● EXTRACT TO READ
■ ■ ■ ■ ■ ■ ■

Although no research has definitively and conclusively established the link between one or more brain injuries and dementia, several different studies, have reported that there could be a link between these two. As a matter of fact, many athletes, especially those playing collision and contact sports such as hockey, rugby, and boxing, suffer from traumatic brain injuries. From the scientific studies which have so far been concluded, it is increasingly becoming clear that brain injuries sustained from such sports could lead to dementia. As a matter of fact, a condition, then known as ‘punch drunk’ was first diagnosed among boxers in 1928. ‘Punch drunk’ is what is known as chronic traumatic encephalopathy, or CTE, today.
CTE is a condition which causes a protein known as tau to build up in the brain, leading to depression, confusion, memory loss, aggression, and impaired judgment. With time, CTE may progress into fully-fledged dementia. The condition occurs as a result of repeated head injuries, and it can take up to decades for the injured person to develop CTE. The most unfortunate thing about it is that it can only be diagnosed after the patient’s death.
Although researchers link CTE with repetitive brain traumas, the exact link between these two is still not very clear. While every CTE patient has a brain injury history, not every person who experiences repetitive brain traumas will have CTE. As a result, it is undoubtedly not clear whether dementia can result from brain injuries alone. But with every CTE patient having a history of brain trauma, we can rightly speculate that brain injuries could indeed be a risk factor for dementia.

■ ■ ■ ■ ■ ■ ■

● MATERIAL SUPPLIED
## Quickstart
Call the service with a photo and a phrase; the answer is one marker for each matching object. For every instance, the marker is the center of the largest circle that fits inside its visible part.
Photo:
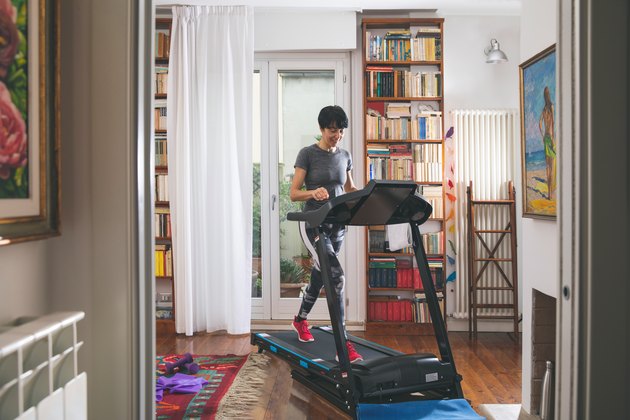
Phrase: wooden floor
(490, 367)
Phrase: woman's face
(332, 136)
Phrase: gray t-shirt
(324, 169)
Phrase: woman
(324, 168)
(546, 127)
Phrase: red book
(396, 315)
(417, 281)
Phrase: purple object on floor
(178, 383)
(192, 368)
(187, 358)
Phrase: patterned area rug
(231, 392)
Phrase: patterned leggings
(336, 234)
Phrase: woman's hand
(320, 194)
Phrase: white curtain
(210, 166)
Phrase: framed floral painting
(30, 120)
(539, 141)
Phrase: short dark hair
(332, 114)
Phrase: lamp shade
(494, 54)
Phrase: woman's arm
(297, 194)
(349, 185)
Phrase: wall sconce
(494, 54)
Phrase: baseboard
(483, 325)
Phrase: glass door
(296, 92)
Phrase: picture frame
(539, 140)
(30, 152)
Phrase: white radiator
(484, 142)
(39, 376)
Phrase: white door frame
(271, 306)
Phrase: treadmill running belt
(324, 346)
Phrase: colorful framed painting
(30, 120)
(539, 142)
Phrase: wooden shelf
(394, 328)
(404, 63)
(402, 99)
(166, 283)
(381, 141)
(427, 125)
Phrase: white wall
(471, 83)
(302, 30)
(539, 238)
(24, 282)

■ ■ ■ ■ ■ ■ ■

● TASK
Revise the text on brain injuries and dementia from "CTE is a condition" up to and including "the patient’s death.", putting "anxiety" in place of "depression".

● SOLUTION TO THIS PROBLEM
CTE is a condition which causes a protein known as tau to build up in the brain, leading to anxiety, confusion, memory loss, aggression, and impaired judgment. With time, CTE may progress into fully-fledged dementia. The condition occurs as a result of repeated head injuries, and it can take up to decades for the injured person to develop CTE. The most unfortunate thing about it is that it can only be diagnosed after the patient’s death.